[Start of section]

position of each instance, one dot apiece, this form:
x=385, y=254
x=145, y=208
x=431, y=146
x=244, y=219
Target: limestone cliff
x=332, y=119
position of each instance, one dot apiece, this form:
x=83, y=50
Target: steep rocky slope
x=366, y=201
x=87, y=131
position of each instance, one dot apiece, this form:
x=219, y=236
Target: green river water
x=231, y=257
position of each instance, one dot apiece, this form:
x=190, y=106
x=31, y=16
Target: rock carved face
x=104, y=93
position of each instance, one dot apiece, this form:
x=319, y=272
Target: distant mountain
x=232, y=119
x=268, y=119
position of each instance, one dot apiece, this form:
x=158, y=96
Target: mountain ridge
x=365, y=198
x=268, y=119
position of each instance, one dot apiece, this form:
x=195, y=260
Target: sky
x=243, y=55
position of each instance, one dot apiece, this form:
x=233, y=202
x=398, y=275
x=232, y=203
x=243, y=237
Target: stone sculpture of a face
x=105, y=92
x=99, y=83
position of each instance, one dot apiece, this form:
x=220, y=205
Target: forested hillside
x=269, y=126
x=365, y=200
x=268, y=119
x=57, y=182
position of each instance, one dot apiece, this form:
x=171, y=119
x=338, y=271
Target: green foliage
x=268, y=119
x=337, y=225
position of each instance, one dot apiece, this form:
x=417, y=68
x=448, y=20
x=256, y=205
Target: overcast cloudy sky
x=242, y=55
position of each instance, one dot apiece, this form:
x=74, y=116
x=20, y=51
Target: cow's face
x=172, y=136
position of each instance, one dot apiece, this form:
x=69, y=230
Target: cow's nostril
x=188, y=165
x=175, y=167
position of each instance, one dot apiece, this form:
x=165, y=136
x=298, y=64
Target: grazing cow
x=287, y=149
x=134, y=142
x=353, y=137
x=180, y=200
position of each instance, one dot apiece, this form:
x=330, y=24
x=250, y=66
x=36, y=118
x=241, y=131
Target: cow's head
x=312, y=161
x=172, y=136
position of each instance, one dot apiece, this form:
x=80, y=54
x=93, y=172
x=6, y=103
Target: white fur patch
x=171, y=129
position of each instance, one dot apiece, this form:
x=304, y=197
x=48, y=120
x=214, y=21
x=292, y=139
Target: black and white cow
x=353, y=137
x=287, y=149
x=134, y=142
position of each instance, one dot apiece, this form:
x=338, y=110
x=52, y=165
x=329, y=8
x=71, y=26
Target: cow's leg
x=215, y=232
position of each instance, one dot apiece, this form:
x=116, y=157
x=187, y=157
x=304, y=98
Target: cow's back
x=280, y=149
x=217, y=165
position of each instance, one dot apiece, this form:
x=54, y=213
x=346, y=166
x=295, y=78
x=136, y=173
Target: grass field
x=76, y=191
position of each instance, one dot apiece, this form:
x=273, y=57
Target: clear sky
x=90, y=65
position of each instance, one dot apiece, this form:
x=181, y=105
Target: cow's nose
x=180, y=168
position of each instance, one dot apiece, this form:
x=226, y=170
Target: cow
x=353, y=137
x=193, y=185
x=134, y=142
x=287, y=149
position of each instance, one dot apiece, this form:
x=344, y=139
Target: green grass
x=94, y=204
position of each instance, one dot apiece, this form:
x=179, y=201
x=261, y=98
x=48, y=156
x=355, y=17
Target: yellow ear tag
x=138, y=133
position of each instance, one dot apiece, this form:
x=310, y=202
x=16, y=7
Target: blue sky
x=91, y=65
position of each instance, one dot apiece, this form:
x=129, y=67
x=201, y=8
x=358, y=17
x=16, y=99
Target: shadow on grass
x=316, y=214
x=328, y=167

[End of section]

* _AIM OF THE TASK_
Exact copies of the lines from the one holding "Target: cow's back" through the last line above, and only those, make up the answer.

* _SOLUTION TO THIS EXERCISE_
Target: cow's back
x=280, y=149
x=217, y=165
position of each instance, one dot apiece, this form:
x=54, y=213
x=346, y=166
x=295, y=78
x=136, y=173
Target: grass field
x=76, y=191
position of each instance, one dot apiece, this form:
x=273, y=57
Target: clear sky
x=90, y=65
position of each instance, one dot apiece, this form:
x=181, y=105
Target: cow's nose
x=180, y=168
position of each instance, one dot apiece, this form:
x=226, y=170
Target: cow
x=353, y=137
x=193, y=185
x=134, y=142
x=287, y=149
position of each instance, one dot apiece, this form:
x=344, y=139
Target: green grass
x=94, y=204
position of each instance, one dot apiece, this form:
x=179, y=201
x=261, y=98
x=48, y=156
x=355, y=17
Target: yellow ear tag
x=138, y=133
position of each instance, one dot apiece, this form:
x=310, y=202
x=16, y=7
Target: blue sky
x=91, y=65
position of each instance, one dot apiece, this form:
x=129, y=67
x=201, y=8
x=358, y=17
x=16, y=99
Target: shadow on grass
x=316, y=214
x=328, y=167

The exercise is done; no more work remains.